**Your goal:** Give the listing again in full, matching it character for character.

**Material provided:**
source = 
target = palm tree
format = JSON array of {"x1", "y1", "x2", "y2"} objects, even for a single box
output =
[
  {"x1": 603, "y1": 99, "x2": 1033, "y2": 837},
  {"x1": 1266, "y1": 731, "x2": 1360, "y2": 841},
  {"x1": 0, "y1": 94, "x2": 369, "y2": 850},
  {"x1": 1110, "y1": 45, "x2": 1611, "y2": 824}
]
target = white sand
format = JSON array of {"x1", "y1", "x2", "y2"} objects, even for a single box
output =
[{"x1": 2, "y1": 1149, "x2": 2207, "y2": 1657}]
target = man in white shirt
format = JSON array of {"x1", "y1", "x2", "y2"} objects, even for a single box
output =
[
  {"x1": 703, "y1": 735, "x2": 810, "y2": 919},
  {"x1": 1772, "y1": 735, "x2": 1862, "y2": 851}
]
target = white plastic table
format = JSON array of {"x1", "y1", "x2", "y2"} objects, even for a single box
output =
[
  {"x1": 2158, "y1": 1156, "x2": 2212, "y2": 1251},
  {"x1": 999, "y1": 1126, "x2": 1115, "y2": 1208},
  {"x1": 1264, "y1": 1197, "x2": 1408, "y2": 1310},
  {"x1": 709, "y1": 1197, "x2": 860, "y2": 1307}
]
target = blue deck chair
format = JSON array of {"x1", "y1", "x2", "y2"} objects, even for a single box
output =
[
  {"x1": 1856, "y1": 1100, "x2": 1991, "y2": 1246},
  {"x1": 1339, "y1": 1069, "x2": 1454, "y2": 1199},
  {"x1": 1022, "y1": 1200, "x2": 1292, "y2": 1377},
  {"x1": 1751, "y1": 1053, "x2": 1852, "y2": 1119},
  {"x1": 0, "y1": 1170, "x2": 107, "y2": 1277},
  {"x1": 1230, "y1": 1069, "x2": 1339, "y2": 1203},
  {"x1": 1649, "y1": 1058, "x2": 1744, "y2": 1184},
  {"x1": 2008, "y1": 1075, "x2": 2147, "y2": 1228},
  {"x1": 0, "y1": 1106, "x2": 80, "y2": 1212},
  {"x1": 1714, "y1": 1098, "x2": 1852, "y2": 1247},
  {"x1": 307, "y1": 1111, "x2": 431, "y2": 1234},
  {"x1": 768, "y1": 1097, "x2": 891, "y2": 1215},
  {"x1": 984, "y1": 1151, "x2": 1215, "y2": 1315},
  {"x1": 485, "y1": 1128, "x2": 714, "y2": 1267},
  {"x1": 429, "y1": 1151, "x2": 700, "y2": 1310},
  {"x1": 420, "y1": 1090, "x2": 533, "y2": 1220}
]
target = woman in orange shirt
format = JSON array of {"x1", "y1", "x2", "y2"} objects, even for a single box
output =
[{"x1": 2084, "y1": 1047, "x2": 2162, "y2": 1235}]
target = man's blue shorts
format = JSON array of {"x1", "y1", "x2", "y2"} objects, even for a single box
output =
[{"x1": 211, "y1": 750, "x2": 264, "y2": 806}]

**Your solution:**
source = 
target = palm tree
format = JSON array of {"x1", "y1", "x2", "y2"} objects, even for a single box
output =
[
  {"x1": 603, "y1": 99, "x2": 1033, "y2": 837},
  {"x1": 1266, "y1": 731, "x2": 1360, "y2": 841},
  {"x1": 0, "y1": 94, "x2": 369, "y2": 850},
  {"x1": 1110, "y1": 45, "x2": 1611, "y2": 824}
]
target = white sand
format = JSON array of {"x1", "y1", "x2", "y2"} objects, even for a single box
output =
[{"x1": 2, "y1": 1149, "x2": 2207, "y2": 1657}]
target = man in white shirt
format = JSON array of {"x1", "y1", "x2", "y2"} objects, even for a single box
output =
[
  {"x1": 703, "y1": 735, "x2": 810, "y2": 919},
  {"x1": 1772, "y1": 735, "x2": 1862, "y2": 851}
]
target = white plastic table
format = JSON array of {"x1", "y1", "x2", "y2"} objects, even for a single box
output =
[
  {"x1": 2158, "y1": 1156, "x2": 2212, "y2": 1251},
  {"x1": 999, "y1": 1126, "x2": 1115, "y2": 1208},
  {"x1": 1264, "y1": 1197, "x2": 1408, "y2": 1310},
  {"x1": 709, "y1": 1197, "x2": 860, "y2": 1307}
]
target = blue deck chair
format = JSON array of {"x1", "y1", "x2", "y2"} objects, even for a single box
output =
[
  {"x1": 1856, "y1": 1100, "x2": 1991, "y2": 1246},
  {"x1": 1339, "y1": 1069, "x2": 1454, "y2": 1199},
  {"x1": 1022, "y1": 1200, "x2": 1292, "y2": 1377},
  {"x1": 1751, "y1": 1053, "x2": 1852, "y2": 1119},
  {"x1": 0, "y1": 1170, "x2": 107, "y2": 1277},
  {"x1": 1230, "y1": 1069, "x2": 1339, "y2": 1203},
  {"x1": 1649, "y1": 1058, "x2": 1744, "y2": 1184},
  {"x1": 2008, "y1": 1075, "x2": 2147, "y2": 1228},
  {"x1": 0, "y1": 1106, "x2": 80, "y2": 1212},
  {"x1": 1714, "y1": 1098, "x2": 1852, "y2": 1247},
  {"x1": 307, "y1": 1111, "x2": 431, "y2": 1234},
  {"x1": 768, "y1": 1097, "x2": 891, "y2": 1215},
  {"x1": 984, "y1": 1151, "x2": 1215, "y2": 1315},
  {"x1": 485, "y1": 1128, "x2": 714, "y2": 1267},
  {"x1": 429, "y1": 1151, "x2": 700, "y2": 1310},
  {"x1": 420, "y1": 1090, "x2": 533, "y2": 1220}
]
target = woman in orange shirt
format = JSON array of {"x1", "y1", "x2", "y2"} objects, even for a single box
output =
[{"x1": 2084, "y1": 1047, "x2": 2162, "y2": 1235}]
target = man's blue shorts
format = JSON array of {"x1", "y1", "x2", "y2"} objects, even for a single box
output =
[{"x1": 211, "y1": 750, "x2": 264, "y2": 806}]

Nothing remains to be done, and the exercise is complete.